> DATA FOR PROCESSING:
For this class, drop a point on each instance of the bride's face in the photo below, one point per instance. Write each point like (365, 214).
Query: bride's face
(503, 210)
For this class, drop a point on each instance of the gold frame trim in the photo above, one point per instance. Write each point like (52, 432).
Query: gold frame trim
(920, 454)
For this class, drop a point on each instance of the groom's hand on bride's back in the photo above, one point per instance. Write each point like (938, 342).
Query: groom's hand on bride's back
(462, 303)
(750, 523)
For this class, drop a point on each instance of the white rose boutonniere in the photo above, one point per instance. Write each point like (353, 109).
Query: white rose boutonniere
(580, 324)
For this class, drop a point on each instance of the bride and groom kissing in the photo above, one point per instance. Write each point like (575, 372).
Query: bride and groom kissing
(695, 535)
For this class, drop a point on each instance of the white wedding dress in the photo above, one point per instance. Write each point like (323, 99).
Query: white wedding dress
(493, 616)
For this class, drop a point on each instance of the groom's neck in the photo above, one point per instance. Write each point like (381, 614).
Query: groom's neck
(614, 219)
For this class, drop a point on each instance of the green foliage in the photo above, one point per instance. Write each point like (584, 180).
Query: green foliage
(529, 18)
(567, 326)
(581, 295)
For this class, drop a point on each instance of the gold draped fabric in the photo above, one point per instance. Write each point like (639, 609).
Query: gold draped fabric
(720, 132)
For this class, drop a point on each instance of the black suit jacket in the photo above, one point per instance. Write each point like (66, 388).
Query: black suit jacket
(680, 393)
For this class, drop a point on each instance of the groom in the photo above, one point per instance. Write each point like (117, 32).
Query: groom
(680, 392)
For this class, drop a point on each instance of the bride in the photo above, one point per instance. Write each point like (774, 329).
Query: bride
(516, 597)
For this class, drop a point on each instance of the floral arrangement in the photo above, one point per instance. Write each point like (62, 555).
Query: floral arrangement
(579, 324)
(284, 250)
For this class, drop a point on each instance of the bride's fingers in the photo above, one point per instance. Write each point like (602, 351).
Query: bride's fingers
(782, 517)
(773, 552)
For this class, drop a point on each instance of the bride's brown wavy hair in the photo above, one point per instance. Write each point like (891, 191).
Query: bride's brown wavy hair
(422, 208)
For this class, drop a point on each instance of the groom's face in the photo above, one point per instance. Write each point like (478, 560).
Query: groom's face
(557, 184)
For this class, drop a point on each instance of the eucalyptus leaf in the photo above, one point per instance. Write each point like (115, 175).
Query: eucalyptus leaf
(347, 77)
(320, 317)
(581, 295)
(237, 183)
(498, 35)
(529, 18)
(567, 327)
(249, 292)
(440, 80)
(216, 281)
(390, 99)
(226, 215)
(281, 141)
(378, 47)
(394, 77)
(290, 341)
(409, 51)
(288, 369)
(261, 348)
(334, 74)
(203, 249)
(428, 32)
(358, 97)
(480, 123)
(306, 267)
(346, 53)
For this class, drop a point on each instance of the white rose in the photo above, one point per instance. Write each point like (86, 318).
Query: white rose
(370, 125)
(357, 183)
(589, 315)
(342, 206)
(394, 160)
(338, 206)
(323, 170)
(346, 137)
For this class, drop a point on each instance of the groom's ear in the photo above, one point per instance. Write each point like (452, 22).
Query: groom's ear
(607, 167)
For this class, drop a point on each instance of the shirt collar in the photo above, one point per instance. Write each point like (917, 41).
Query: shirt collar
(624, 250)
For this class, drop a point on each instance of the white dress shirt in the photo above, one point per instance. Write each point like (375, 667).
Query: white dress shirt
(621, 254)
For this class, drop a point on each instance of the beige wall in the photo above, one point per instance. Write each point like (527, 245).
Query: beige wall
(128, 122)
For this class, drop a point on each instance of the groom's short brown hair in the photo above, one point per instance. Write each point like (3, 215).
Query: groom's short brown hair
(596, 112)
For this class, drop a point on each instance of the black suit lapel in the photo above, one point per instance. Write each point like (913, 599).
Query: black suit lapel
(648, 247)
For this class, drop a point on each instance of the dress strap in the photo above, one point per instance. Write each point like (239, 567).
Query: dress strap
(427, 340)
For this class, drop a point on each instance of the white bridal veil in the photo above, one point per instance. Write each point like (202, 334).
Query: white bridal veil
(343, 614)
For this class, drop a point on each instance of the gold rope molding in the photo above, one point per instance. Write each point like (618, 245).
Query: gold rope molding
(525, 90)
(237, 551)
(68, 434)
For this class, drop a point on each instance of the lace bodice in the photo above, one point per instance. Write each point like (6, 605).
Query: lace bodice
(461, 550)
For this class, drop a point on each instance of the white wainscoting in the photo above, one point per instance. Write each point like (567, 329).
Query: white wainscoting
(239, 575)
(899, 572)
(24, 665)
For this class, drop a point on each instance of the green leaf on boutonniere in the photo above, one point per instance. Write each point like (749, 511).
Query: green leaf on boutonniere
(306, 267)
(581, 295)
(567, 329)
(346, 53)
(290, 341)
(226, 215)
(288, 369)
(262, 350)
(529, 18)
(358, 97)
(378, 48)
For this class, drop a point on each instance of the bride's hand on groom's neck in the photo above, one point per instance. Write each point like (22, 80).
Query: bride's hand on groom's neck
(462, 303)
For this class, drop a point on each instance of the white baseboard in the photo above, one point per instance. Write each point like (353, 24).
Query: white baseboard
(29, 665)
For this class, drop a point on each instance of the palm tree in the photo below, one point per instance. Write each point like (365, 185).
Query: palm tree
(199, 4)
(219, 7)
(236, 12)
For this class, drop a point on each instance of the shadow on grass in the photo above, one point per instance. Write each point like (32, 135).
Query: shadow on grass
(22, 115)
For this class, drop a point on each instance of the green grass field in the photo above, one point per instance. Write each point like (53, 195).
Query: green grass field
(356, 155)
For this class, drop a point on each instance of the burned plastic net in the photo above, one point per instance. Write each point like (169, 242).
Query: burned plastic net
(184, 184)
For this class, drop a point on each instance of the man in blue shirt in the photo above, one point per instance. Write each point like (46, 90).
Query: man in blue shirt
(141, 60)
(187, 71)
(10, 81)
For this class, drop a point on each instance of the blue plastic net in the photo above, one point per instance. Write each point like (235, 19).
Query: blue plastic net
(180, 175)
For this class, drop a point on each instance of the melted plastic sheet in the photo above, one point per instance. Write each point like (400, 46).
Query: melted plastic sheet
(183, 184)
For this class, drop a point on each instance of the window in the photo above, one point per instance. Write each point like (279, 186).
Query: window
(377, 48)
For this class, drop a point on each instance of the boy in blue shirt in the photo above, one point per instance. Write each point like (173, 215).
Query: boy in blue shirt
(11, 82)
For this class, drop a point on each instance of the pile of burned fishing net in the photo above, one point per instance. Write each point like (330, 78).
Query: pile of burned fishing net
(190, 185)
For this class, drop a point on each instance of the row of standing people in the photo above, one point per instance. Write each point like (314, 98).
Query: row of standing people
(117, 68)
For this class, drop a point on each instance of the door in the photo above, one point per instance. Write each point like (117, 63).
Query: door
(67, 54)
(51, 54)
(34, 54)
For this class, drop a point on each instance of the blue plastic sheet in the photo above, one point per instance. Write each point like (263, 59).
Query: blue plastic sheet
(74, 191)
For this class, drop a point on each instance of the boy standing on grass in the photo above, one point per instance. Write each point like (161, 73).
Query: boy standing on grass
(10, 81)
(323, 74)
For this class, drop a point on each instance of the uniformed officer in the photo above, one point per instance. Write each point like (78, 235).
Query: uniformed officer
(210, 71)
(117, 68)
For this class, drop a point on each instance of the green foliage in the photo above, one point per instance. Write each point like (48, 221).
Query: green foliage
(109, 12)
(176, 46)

> EXERCISE TASK:
Reproduce every one of the records above word for word, keeping each line unchanged and in its original order.

> COMPLETE OUTPUT:
For this class, drop a point on each instance of the bride's face in the photo below, one point per instance. Write each point like (365, 214).
Query: bride's face
(503, 210)
For this class, drop a point on each instance of the gold frame trim in the photo above, one point per instance. Write each point like (52, 432).
Query: gold frame trim
(920, 454)
For this class, drop a point on each instance of the groom's hand on bride's back in the photo above, one point per instance. Write each point like (938, 342).
Query: groom's hand on bride's back
(462, 303)
(750, 523)
For this class, drop a point on each instance of the white rose boutonniere in the photo above, one point per instance. Write each point like (353, 109).
Query: white rose boutonniere
(580, 324)
For this class, drop a point on each instance of the bride and groom kissing in the photo above, one point per instance. Write each point like (575, 372).
Query: bride and groom kissing
(695, 535)
For this class, drop a point on each instance of the white wedding dress in the photo above, one point per instance. Write each point like (323, 99).
Query: white wedding dress
(493, 616)
For this class, drop a point on each instance of the groom's neck in the photo above, one point per instance. Write each point like (381, 614).
Query: groom's neck
(614, 219)
For this class, drop a point on each instance of the green foliage in the photo above, one point per instance. Write each point like (584, 180).
Query: green foliage
(529, 18)
(567, 326)
(581, 295)
For this class, drop a point on each instance of the gold draped fabric in the photo above, one point per instance. Write each point like (639, 609).
Query: gold draped fabric
(720, 132)
For this class, drop a point on each instance of the black suit jacket in the photo above, one point per instance. Write each point like (66, 388).
Query: black suit jacket
(680, 393)
For this class, drop a point on each instance of the groom in the photo above, one point per instance. Write each point like (117, 32).
Query: groom
(680, 392)
For this class, drop a point on each instance of the bride in the photo above, one point per instance. Write each point like (774, 329).
Query: bride
(516, 597)
For this class, drop a point on each instance of the floral arrangement in the photo above, one point per instance. Write each point like (62, 555).
Query: floral arrangement
(579, 324)
(284, 250)
For this class, drop a point on each instance of the bride's fingers in the photo above, one point per instance. Write each point like (602, 351).
Query: bride's fingers
(782, 517)
(773, 552)
For this class, drop a point on each instance of the bride's brown wavy hair in the photo above, one point per instance. Write each point like (891, 191).
Query: bride's brown wavy hair
(422, 208)
For this class, drop a point on each instance of the groom's face in the photo above, one point per instance. Write each point like (478, 560).
Query: groom's face
(557, 184)
For this class, drop a point on each instance of the eucalyptus leaf in the photo above, one point per instance. Write each point like (115, 175).
Query: eucalyptus leaf
(347, 77)
(320, 317)
(581, 295)
(237, 183)
(498, 35)
(529, 18)
(567, 327)
(249, 292)
(440, 80)
(216, 281)
(390, 99)
(226, 215)
(281, 141)
(378, 47)
(394, 77)
(290, 341)
(409, 51)
(288, 369)
(261, 348)
(334, 74)
(203, 249)
(428, 32)
(358, 97)
(480, 123)
(306, 267)
(346, 53)
For this class, drop a point on each instance of the white rose in the photo above, one point per instance. Write each point like (86, 318).
Query: white rose
(370, 125)
(357, 183)
(589, 315)
(342, 206)
(394, 160)
(338, 206)
(323, 170)
(346, 137)
For this class, drop a point on each instance of the groom's ear in the photo above, one point per instance. Write each point like (452, 22).
Query: groom's ear
(607, 167)
For this class, drop a point on each instance of the shirt collar in the photo above, one point per instance. Write each point like (917, 41).
Query: shirt collar
(624, 250)
For this class, drop a point on each instance of the white dress shirt in the photo above, one point per instance. Write each point like (375, 667).
Query: white dress shirt
(621, 254)
For this class, drop a point on each instance of the beige wall in the photo above, one point per instance. Write each point like (527, 245).
Query: beige wall
(128, 122)
For this class, drop a point on each instance of the groom's short brown hair in the photo above, one point per instance. Write each point like (3, 215).
Query: groom's short brown hair
(596, 112)
For this class, drop a point on each instance of the black suit lapel in the photo above, one point per instance. Write each point like (913, 599).
Query: black suit lapel
(648, 247)
For this class, drop a point on each instance of the dress strap in the photo above, one point per instance. Write each point like (239, 567).
Query: dress strap
(427, 340)
For this class, drop a point on each instance of the white bridal veil in the photo above, one point per instance. Write each point like (202, 334).
Query: white bridal veil
(343, 614)
For this class, drop a point on each instance of the gold rope molding in the photo above, one point per instance. Write each point like (618, 245).
Query: gold rope molding
(525, 90)
(237, 551)
(68, 434)
For this class, drop a point on each instance of the lace bodice in the photo above, one point per instance. Write each point like (6, 605).
Query: lace bodice
(461, 550)
For this class, drop a point on each instance of the white wainscoting in the photo above, one point per instance. Write each point like (567, 329).
Query: white wainscoting
(239, 575)
(899, 572)
(24, 665)
For this class, drop a point on each instance of the green leaf on boutonniere in the photo above, one point per instance. Write each point like (749, 511).
Query: green leaf on boutonniere
(306, 267)
(581, 295)
(567, 329)
(346, 53)
(290, 341)
(226, 215)
(288, 369)
(262, 350)
(529, 18)
(358, 97)
(378, 48)
For this class, drop a point on each instance of the bride's hand on groom's neck in the photo above, one point per instance. Write each point like (22, 80).
Query: bride's hand on groom's neck
(462, 303)
For this class, drop a point on each instance of the white baseboard in the photo above, one point per instance. Write each point like (353, 24).
Query: white baseboard
(29, 665)
For this class, drop a point on each instance of the palm tree in the photo below, one point per instance. Write each point like (365, 185).
Query: palm tree
(199, 4)
(219, 7)
(236, 12)
For this class, drop a point on each instance of the shadow on grass in the photo above, one point per instance. Write each point like (32, 135).
Query: shadow on grass
(22, 115)
For this class, drop a point on each instance of the green grass field in the photo above, one point per instance. Write each point like (53, 195).
Query: green grass field
(356, 155)
For this class, drop a point on each instance of the burned plastic net in the photo above, one point per instance. Write each point like (169, 242).
Query: burned plastic net
(184, 184)
For this class, drop a point on each instance of the man in blue shirt in the photo above, one point per instance. Write each point like (46, 90).
Query: man in blue shirt
(141, 60)
(187, 71)
(10, 81)
For this class, drop a point on each instance of the blue plastic net in the photo above, one point per instance. Write each point like (235, 19).
Query: blue plastic net
(180, 175)
For this class, drop a point on each instance of the melted plastic sheet in the photo above, one point per instance. Write each point like (400, 46).
Query: melted plastic sheet
(183, 184)
For this class, drop a point on each instance of the window in the photo above, one point per instance. Write each point like (279, 186).
Query: window
(377, 48)
For this class, drop a point on each instance of the boy in blue shirt in the photo above, one point per instance. Write each point like (173, 215).
Query: boy in blue shirt
(11, 82)
For this class, drop a point on each instance of the pile of burned fishing net in the photo above, one point per instance. Write each point like (330, 78).
Query: pile of burned fishing net
(190, 185)
For this class, drop a point on each instance of the row of standing people in the photo above, one point per instance. Write each point like (314, 98).
Query: row of standing people
(117, 68)
For this class, drop a point on each instance of the door in the photo above, one point per instance. Write each point like (117, 63).
Query: door
(67, 54)
(51, 54)
(34, 54)
For this class, drop a point on each instance of the blue plastic sheet in the photo above, one point per instance. Write each point like (263, 59).
Query: blue plastic sheet
(74, 191)
For this class, drop a point on each instance of the boy standing on grass in the photo above, one point per instance. Write each point like (161, 73).
Query: boy standing on grass
(10, 81)
(323, 74)
For this class, drop a point on each instance of the uniformed officer in the photo above, one point per instance. Write each point like (78, 235).
Query: uniformed officer
(210, 71)
(117, 68)
For this class, drop a point on each instance of the green foliage in the photo above, one point per instance. Write each point like (48, 221).
Query: green foliage
(109, 12)
(176, 46)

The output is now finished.